**WHAT THE EXERCISE ASKS:**
Rewrite the records below with every "rock face" changed to "cliff", leaving everything else as it is.

━━━━━ RECORD SET

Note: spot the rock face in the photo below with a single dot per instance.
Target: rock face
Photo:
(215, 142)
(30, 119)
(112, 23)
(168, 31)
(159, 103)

━━━━━━━━━━

**RESPONSE:**
Note: spot the cliff in the photo below with a single dot per instance.
Target: cliff
Photo:
(215, 142)
(30, 119)
(112, 23)
(168, 31)
(159, 103)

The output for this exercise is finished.